● **Directions for this task**:
Reproduce all of the data below in full, multiplying every coordinate in the answers by 0.6 and rounding to the nearest whole number, with halves rounded up. Leave every other number as it stands.

═══ Records provided ═══

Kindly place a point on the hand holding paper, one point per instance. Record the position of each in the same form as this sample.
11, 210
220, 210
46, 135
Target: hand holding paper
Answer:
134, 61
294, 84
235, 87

═══

● **Task result**:
Kindly place a point on the hand holding paper, one point per instance. Record the position of each in the same form as this sample.
11, 210
220, 210
46, 135
Target: hand holding paper
Answer:
80, 37
176, 50
141, 52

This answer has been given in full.